## [Tarefa proposta 1]
Liste todas as posturas que, segundo o trecho da página, o educador passa a assumir quando o construtivismo ocorre na Educação Física.
## [Tarefa proposta 2]
Transcreva do trecho da página a passagem que começa em "A SEI/CENP (6)" e vai até "manipulável e treinável.", inclusive.

## [Trecho da página]
##########

A SEI/CENP (6) entende que o construtivismo, na Educação Física, ocorre à medida e que o educador passa a assumir as seguintes posturas: a) preocupar-se com o crescimento do ser humano de dentro para fora, e não de fora para dentro; b) preocupar-se em conhecer e compreender o indivíduo como ele é, e não conceber a possibilidade de preparar o homem ideal; c) considerar o homem como um ser total, indivisível, e não acreditar no homem como um organismo passivo, manipulável e treinável.
PROPOSTA METODOLÓGICA PARA ENSINAR BORBOLETA
Esta proposta metodológica tem por finalidade oferecer aos profissionais da natação um novo conceito na aprendizagem do nado borboleta, tornando-a mais atrativa ao aluno e servindo de reflexão quanto à maneira "mecanicista" utilizada até agora.
O objetivo é a aprendizagem do nado borboleta. A parte técnica mais apurada, o refinamento do gesto motor de cada fundamento, ou seja, o aperfeiçoamento do nado, serão realizados na fase seguinte, de acordo com a estrutura de ensino adotada por cada instituição. Para cada aula, é estabelecido o objetivo a ser atingido e o método a ser utilizado. Sempre, no início e no final da parte principal, nadar o borboleta completo, utilizando o fundamento aprendido.

##########

## [Seção de dados]

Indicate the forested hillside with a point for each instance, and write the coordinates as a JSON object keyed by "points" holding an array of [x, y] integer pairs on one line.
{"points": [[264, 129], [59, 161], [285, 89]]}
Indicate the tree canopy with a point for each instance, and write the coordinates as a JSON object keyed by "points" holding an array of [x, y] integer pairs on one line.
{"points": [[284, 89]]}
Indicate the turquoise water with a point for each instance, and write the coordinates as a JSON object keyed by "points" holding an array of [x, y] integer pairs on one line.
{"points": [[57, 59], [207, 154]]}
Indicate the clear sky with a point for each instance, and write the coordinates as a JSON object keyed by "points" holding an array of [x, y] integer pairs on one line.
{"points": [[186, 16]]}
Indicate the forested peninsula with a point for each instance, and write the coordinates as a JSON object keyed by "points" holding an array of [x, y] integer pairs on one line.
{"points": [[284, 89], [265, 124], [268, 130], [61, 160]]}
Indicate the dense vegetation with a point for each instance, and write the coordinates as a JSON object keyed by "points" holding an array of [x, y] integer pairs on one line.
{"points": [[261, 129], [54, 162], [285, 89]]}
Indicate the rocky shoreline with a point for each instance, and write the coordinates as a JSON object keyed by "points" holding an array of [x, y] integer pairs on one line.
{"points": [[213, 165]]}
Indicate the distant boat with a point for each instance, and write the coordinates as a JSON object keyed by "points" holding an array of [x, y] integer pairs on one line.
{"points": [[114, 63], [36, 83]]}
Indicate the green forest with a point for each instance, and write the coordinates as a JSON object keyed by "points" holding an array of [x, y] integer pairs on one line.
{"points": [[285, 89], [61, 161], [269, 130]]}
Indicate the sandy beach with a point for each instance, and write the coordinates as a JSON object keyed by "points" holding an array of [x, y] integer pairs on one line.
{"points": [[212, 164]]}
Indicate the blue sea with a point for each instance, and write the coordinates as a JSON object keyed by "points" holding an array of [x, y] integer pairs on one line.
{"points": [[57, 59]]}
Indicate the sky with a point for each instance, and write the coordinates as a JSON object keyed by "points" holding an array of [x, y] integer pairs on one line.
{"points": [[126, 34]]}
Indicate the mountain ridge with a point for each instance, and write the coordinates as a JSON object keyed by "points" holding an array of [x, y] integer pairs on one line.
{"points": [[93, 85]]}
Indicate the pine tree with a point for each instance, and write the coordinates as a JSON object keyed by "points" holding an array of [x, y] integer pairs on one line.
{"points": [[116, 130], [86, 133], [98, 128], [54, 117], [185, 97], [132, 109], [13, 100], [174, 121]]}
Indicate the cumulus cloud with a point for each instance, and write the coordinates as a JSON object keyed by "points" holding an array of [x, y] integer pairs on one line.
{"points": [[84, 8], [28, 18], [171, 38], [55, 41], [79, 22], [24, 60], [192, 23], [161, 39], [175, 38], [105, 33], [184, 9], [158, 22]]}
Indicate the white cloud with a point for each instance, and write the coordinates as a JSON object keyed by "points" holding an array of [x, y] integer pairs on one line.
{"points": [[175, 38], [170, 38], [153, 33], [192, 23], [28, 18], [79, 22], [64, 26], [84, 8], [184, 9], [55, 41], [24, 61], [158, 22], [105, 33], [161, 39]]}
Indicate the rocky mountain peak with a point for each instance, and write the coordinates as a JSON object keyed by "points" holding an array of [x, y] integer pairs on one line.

##########

## [Resposta 1]
- Preocupar-se com o crescimento do ser humano de dentro para fora, e não de fora para dentro.
- Preocupar-se em conhecer e compreender o indivíduo como ele é, e não conceber a possibilidade de preparar o homem ideal.
- Considerar o homem como um ser total, indivisível, e não acreditar no homem como um organismo passivo, manipulável e treinável.

## [Resposta 2]
A SEI/CENP (6) entende que o construtivismo, na Educação Física, ocorre à medida e que o educador passa a assumir as seguintes posturas: a) preocupar-se com o crescimento do ser humano de dentro para fora, e não de fora para dentro; b) preocupar-se em conhecer e compreender o indivíduo como ele é, e não conceber a possibilidade de preparar o homem ideal; c) considerar o homem como um ser total, indivisível, e não acreditar no homem como um organismo passivo, manipulável e treinável.